_Exercise details_
The records that follow are to be transcribed exactly.

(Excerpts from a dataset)
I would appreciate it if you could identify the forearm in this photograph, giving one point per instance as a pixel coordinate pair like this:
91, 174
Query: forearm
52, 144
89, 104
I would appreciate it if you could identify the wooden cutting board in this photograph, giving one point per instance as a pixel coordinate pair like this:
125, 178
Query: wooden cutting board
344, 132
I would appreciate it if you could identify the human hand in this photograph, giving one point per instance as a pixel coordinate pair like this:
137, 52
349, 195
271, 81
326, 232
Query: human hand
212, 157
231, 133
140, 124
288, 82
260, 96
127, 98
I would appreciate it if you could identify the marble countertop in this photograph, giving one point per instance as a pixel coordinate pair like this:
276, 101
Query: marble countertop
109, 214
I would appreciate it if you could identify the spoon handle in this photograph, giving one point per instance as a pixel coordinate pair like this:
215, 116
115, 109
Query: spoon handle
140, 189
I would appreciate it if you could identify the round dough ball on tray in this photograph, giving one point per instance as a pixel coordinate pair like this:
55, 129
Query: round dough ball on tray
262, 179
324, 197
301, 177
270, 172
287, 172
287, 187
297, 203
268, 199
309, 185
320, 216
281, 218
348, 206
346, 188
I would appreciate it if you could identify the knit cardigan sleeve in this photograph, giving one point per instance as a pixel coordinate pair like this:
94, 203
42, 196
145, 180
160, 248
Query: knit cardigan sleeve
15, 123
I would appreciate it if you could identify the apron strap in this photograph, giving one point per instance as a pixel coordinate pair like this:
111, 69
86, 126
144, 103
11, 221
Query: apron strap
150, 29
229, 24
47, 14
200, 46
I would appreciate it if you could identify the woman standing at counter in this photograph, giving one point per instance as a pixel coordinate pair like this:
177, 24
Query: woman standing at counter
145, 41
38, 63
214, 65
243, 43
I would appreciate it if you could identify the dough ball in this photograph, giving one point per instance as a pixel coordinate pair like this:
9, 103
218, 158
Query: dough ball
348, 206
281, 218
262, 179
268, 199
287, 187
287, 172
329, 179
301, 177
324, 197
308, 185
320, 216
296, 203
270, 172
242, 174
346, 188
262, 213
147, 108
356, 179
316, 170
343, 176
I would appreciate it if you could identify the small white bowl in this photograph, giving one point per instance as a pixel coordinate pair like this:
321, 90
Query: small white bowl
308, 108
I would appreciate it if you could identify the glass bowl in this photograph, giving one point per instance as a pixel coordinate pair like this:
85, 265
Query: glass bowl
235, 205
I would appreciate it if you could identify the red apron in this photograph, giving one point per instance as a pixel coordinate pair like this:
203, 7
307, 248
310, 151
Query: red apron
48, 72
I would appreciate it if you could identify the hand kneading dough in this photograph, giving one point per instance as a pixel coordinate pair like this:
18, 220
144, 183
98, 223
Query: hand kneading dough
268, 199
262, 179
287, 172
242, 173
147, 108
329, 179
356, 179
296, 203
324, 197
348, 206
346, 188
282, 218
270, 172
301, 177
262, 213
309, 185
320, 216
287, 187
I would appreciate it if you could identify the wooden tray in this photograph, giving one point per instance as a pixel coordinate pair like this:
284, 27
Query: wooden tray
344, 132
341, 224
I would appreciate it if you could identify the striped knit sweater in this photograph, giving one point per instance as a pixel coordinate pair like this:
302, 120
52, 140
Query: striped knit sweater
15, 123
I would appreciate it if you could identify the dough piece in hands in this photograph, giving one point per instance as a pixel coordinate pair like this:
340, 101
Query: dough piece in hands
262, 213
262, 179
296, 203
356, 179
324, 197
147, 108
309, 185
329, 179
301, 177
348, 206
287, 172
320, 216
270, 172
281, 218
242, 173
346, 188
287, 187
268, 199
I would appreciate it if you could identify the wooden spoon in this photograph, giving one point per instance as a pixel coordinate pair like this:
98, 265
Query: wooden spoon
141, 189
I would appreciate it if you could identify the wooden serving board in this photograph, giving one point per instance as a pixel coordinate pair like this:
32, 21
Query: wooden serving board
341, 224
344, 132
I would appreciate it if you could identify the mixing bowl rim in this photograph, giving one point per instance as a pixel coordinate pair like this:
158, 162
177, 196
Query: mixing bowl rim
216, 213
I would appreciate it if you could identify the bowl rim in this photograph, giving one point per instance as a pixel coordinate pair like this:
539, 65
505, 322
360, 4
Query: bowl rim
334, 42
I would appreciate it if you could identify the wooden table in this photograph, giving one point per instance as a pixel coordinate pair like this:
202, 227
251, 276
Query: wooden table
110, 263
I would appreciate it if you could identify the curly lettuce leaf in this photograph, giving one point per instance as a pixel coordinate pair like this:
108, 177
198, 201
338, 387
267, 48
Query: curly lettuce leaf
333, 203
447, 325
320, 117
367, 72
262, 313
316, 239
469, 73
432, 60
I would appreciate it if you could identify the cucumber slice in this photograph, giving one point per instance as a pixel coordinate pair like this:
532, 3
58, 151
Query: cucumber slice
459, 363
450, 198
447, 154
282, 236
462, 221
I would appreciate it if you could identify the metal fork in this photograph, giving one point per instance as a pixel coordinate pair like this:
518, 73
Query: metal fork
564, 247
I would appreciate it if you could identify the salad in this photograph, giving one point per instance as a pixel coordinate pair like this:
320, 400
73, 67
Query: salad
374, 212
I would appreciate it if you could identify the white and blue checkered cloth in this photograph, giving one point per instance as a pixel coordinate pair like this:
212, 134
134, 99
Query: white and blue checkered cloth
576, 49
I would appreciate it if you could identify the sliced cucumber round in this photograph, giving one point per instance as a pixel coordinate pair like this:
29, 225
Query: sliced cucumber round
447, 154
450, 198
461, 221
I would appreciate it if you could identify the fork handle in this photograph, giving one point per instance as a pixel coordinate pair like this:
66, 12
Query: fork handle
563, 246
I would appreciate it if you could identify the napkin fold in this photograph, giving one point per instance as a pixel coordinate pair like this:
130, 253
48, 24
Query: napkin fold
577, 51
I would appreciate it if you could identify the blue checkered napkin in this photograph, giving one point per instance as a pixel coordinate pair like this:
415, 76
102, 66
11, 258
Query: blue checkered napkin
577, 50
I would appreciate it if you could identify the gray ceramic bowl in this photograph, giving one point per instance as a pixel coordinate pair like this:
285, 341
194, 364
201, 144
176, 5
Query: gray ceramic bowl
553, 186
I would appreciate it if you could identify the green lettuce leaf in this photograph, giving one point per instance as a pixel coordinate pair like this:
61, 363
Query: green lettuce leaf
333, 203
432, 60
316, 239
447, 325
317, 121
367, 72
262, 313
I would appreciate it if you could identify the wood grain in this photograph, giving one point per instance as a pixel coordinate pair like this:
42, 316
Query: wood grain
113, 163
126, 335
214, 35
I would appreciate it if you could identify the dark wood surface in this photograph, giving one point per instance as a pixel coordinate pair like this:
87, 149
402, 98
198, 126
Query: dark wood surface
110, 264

_Reply to the exercise_
I would appreciate it if you could identify the forearm in this photograph, giving one point per instance as a pixel coordinate pair like this:
91, 174
Query: forearm
52, 144
89, 104
I would appreciate it if you could identify the wooden cutting board in this photograph, giving one point per instance as a pixel coordinate pair like this:
125, 178
Query: wooden cutting board
344, 132
I would appreciate it if you could identify the human hand in this photograph, giving one point per instance as a pixel coordinate pair like this:
137, 52
349, 195
271, 81
326, 232
Query: human hand
212, 157
231, 133
140, 124
288, 82
260, 96
127, 98
I would appreciate it if you could identify the marble countertop in this photograph, giving one point per instance as a pixel coordinate pair like this:
276, 101
Query: marble countertop
109, 214
I would appreciate it if you could identify the spoon handle in this photograph, giving one point per instance as a pixel coordinate pair like this:
215, 116
115, 109
Query: spoon handle
140, 189
I would appreciate it if you could identify the round dough ball on tray in this photograph, giving one point per instance as a pixel coordinate pair like this:
55, 129
Query: round dough ball on tray
262, 179
324, 197
301, 177
270, 172
287, 172
287, 187
297, 203
268, 199
309, 185
320, 216
281, 218
348, 206
346, 188
I would appreciate it if you could identify the knit cardigan sleeve in this photograph, giving one point per instance as a pixel coordinate pair like this:
94, 203
42, 196
145, 180
160, 248
Query: knit cardigan sleeve
15, 123
I would appreciate it if you could identify the apron strap in this photograph, giving one point per instance as a pixel coordinate pair like this:
111, 69
86, 126
144, 103
11, 221
Query: apron strap
150, 29
229, 24
47, 14
200, 46
I would appreciate it if you could identify the woman standing at counter in this photograph, giving one point per instance as a pixel coordinate pair like this:
177, 24
Query: woman standing at counter
145, 41
38, 63
214, 65
243, 43
I would appreciate it if you could identify the dough ball in this photograph, giving one point per instance as a pixel coordinate pair like this:
9, 103
218, 158
Query: dough ball
348, 206
281, 218
262, 179
268, 199
287, 187
287, 172
329, 179
301, 177
324, 197
308, 185
320, 216
296, 203
270, 172
242, 174
346, 188
262, 213
147, 108
356, 179
316, 170
343, 176
I would appreciate it if you could identify the small white bowl in this photograph, giving one point per instance as a pixel coordinate pair like this:
321, 90
Query: small white bowl
308, 108
I would appreciate it if you could identify the glass bowl in this photograph, giving one point per instance as a pixel coordinate pair like this:
85, 265
Query: glass bowl
235, 205
I would appreciate it if you could identify the red apron in this photograph, giving one point per instance as a pixel coordinate pair like this:
203, 7
307, 248
310, 151
Query: red apron
48, 72
I would appreciate it if you could identify the hand kneading dough in this photograph, giving one point per instance as a pixel coordinate pair like this:
18, 220
144, 183
98, 223
Query: hand kneading dough
268, 199
262, 179
287, 172
242, 173
147, 108
329, 179
356, 179
296, 203
324, 197
348, 206
346, 188
282, 218
270, 172
301, 177
262, 213
309, 185
320, 216
287, 187
I would appreciate it if you could identify the wooden tray in this photograph, giving one point per instance as a pixel coordinate pair like this:
284, 27
Query: wooden tray
344, 132
341, 224
I would appreciate it if you could identify the striped knit sweater in this photograph, giving one point per instance as a pixel coordinate pair like this:
302, 120
52, 140
Query: striped knit sweater
15, 123
I would appreciate it if you could identify the dough piece in hands in this photograph, giving one point per instance as a pixel coordinate pair like this:
340, 101
Query: dough piece in hands
262, 213
262, 179
296, 203
356, 179
324, 197
147, 108
309, 185
329, 179
301, 177
348, 206
287, 172
320, 216
270, 172
281, 218
242, 173
346, 188
287, 187
268, 199
I would appreciate it if you could identify the wooden spoon in this photograph, giving one point per instance as a pixel coordinate pair like this:
98, 265
Query: wooden spoon
141, 189
I would appreciate it if you could identify the wooden serving board in this photograph, giving one point per instance as a pixel coordinate pair like this:
32, 21
Query: wooden serving board
341, 224
344, 132
I would appreciate it if you could identify the mixing bowl rim in this photograph, giving one point per instance as a pixel coordinate pair like this:
158, 162
177, 196
Query: mixing bowl rim
216, 213
I would appreciate it if you could identify the bowl rim in this photograph, giving one point per instance as a pixel coordinate pair like this:
539, 65
505, 322
360, 4
Query: bowl rim
334, 42
I would appreciate it if you could identify the wooden table in this photograph, giving one point per instance as a pixel coordinate pair like this:
202, 227
251, 276
Query: wooden table
110, 263
I would appreciate it if you could identify the curly lettuce leaf in this photograph, giving one point per instance as a pixel coordinate pair like this:
108, 177
198, 201
338, 387
267, 48
Query: curly lettuce leaf
333, 203
447, 325
320, 117
367, 72
262, 313
316, 239
469, 73
432, 60
I would appreciate it if you could identify the cucumber slice in this photograph, giving one point per instance as a pixel coordinate pair like this:
532, 3
58, 151
Query: cucumber slice
459, 363
450, 198
447, 154
282, 236
462, 221
I would appreciate it if you could identify the metal fork in this photograph, giving one point per instance as a pixel coordinate pair like this:
518, 73
Query: metal fork
564, 247
I would appreciate it if you could identify the salad in this photograph, giving one point per instance as a pixel coordinate pair like this:
320, 400
73, 67
Query: salad
374, 212
I would appreciate it if you could identify the white and blue checkered cloth in this photograph, giving one point per instance as a pixel coordinate pair like this:
212, 134
134, 99
Query: white and blue checkered cloth
576, 49
I would appreciate it if you could identify the sliced cucumber round in this photograph, giving one point per instance as a pixel coordinate pair like this:
29, 225
Query: sliced cucumber round
447, 154
450, 198
461, 221
I would appreciate it if you could identify the fork handle in this photograph, giving one point per instance as a pixel coordinate pair like this:
66, 12
Query: fork handle
563, 246
I would appreciate it if you could identify the napkin fold in this photograph, giving one point per instance as a pixel coordinate pair like this:
130, 253
48, 24
Query: napkin fold
577, 51
I would appreciate it if you could identify the blue checkered napkin in this photograph, giving one point per instance as a pixel coordinate pair like this:
415, 76
102, 66
11, 258
Query: blue checkered napkin
577, 50
I would appreciate it if you could identify the gray ceramic bowl in this photograph, giving one point per instance as a pixel coordinate pair like this:
285, 341
194, 364
201, 144
176, 5
Query: gray ceramic bowl
553, 186
I would appreciate it if you could identify the green lettuce leaf in this photograph, giving one point per instance as a pixel coordinate pair like this:
61, 363
Query: green lettuce leaf
333, 203
432, 60
316, 239
447, 325
317, 121
367, 72
262, 313
I would appreciate it if you could identify the wood grain in this photograph, giving one point per instance as a pixel coordinate pair like this:
42, 316
Query: wood grain
113, 163
126, 335
214, 35
I would appreciate it if you could identify the dark wood surface in this photograph, giving one point per instance as a pixel coordinate pair like this:
87, 149
402, 98
198, 126
Query: dark wood surface
110, 264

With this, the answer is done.